[Excerpts from a dataset]
*** Block opens ***
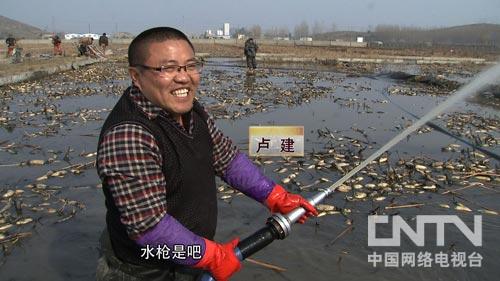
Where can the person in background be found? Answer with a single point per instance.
(56, 41)
(83, 46)
(103, 43)
(11, 45)
(158, 154)
(250, 51)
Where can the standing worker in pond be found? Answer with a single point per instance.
(56, 41)
(11, 45)
(251, 49)
(103, 43)
(158, 154)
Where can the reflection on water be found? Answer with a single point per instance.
(346, 113)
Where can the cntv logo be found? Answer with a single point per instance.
(418, 236)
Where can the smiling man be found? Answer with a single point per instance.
(158, 154)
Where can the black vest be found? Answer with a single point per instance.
(189, 174)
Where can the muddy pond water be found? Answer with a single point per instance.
(346, 118)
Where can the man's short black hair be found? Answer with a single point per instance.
(138, 52)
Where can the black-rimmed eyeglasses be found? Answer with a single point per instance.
(191, 68)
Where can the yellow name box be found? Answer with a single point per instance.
(276, 140)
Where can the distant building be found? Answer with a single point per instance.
(226, 31)
(70, 36)
(219, 33)
(91, 35)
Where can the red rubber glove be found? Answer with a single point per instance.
(220, 259)
(280, 201)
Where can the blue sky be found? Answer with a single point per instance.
(193, 16)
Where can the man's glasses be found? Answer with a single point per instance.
(191, 68)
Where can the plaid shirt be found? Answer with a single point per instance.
(131, 163)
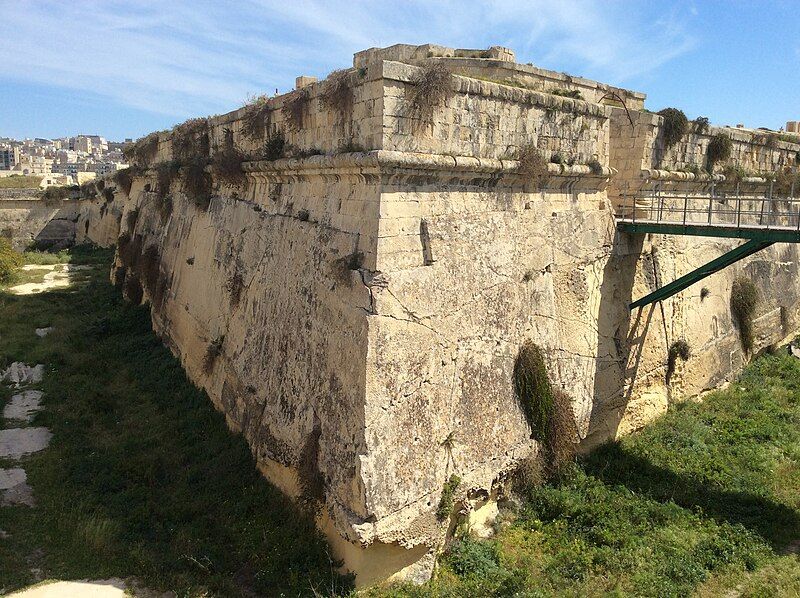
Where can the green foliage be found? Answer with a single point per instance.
(700, 125)
(704, 498)
(60, 193)
(337, 93)
(466, 556)
(567, 93)
(142, 478)
(744, 299)
(226, 164)
(256, 118)
(448, 497)
(719, 150)
(678, 349)
(19, 181)
(595, 167)
(431, 87)
(10, 262)
(197, 183)
(674, 126)
(532, 164)
(294, 109)
(190, 141)
(275, 146)
(533, 390)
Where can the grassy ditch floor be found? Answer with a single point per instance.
(142, 478)
(703, 502)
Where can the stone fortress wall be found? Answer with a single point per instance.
(356, 310)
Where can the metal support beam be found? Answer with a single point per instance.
(700, 273)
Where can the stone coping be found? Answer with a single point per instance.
(378, 159)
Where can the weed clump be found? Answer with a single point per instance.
(337, 94)
(143, 151)
(227, 162)
(10, 261)
(700, 125)
(533, 390)
(744, 299)
(213, 351)
(190, 140)
(124, 178)
(197, 183)
(719, 150)
(532, 164)
(678, 349)
(275, 146)
(432, 86)
(166, 173)
(448, 498)
(256, 118)
(674, 126)
(294, 108)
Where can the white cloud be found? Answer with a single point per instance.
(182, 59)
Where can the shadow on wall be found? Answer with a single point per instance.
(619, 345)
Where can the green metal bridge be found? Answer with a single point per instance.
(759, 219)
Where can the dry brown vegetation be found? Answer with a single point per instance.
(227, 162)
(190, 140)
(532, 164)
(337, 94)
(294, 108)
(256, 118)
(431, 87)
(197, 183)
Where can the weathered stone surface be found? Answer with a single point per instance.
(20, 374)
(23, 406)
(357, 315)
(18, 442)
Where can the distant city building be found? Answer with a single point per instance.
(9, 158)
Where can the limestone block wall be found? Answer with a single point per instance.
(27, 220)
(357, 314)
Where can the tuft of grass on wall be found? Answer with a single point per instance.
(532, 164)
(447, 499)
(190, 140)
(226, 164)
(337, 94)
(744, 300)
(197, 183)
(678, 350)
(294, 109)
(256, 118)
(674, 126)
(430, 88)
(719, 150)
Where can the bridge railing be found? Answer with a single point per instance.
(720, 207)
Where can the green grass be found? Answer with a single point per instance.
(703, 501)
(20, 182)
(142, 478)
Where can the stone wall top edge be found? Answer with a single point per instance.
(374, 160)
(404, 73)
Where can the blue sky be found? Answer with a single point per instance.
(124, 68)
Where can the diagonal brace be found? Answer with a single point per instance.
(734, 255)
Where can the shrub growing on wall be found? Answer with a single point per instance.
(337, 94)
(674, 126)
(432, 86)
(719, 150)
(678, 349)
(744, 299)
(256, 118)
(532, 164)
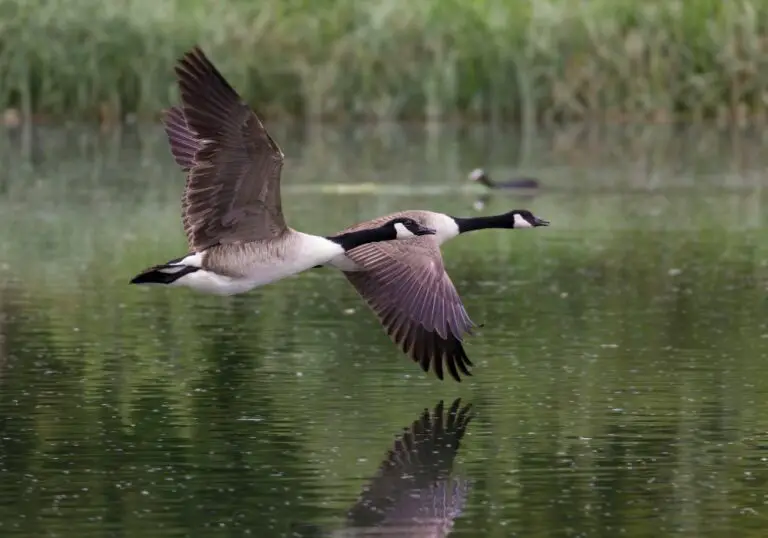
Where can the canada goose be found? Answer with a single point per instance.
(232, 214)
(413, 494)
(404, 282)
(480, 176)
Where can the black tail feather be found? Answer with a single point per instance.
(163, 274)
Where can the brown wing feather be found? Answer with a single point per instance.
(405, 284)
(184, 143)
(233, 187)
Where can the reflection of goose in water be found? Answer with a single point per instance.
(525, 188)
(413, 494)
(478, 175)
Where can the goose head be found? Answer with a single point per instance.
(477, 174)
(522, 218)
(405, 227)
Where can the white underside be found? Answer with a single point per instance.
(444, 225)
(303, 251)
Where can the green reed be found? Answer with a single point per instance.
(550, 60)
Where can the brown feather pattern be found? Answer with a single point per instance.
(405, 284)
(233, 184)
(184, 143)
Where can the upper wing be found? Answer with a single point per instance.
(413, 482)
(183, 142)
(233, 183)
(405, 284)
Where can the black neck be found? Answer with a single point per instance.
(350, 240)
(470, 224)
(486, 180)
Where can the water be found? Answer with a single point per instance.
(620, 384)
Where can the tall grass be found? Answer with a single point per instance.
(542, 60)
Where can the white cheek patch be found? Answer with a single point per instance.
(193, 260)
(402, 231)
(520, 222)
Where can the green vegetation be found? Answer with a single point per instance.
(438, 59)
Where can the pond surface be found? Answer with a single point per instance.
(620, 385)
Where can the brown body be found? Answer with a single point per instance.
(406, 285)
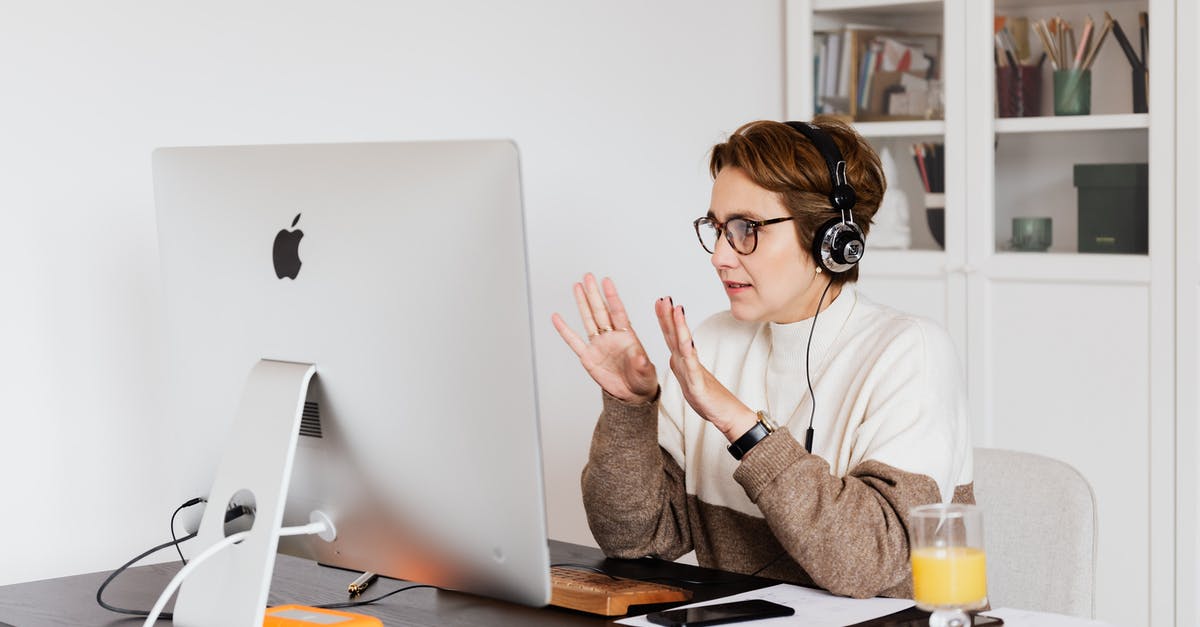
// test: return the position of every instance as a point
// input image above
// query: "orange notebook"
*** Block closes ***
■ **Exercise requirements**: Each line from the one that contains "Where can the black neck" through the end of the records should be restated exactly; include both end lines and leave any pictures out.

■ **Answer for the task**:
Where can the black neck be found? Answer with a single point per instance.
(350, 240)
(470, 224)
(486, 180)
Where can the water be found? Answer with a single point per instance.
(620, 384)
Where can the tall grass be found? Answer with a single point per instance.
(542, 60)
Where can the white cheek patch be found? Answer with a single point per instance.
(193, 260)
(402, 231)
(520, 222)
Where can the green vegetation be found? Answer with a single point per instance.
(438, 59)
Where can the pond surface be found? Answer with a single point per instance.
(620, 385)
Where can the brown body be found? Answer with a single point per instance.
(406, 285)
// test: return the position of every instance as a point
// input image above
// query: "orange notebook"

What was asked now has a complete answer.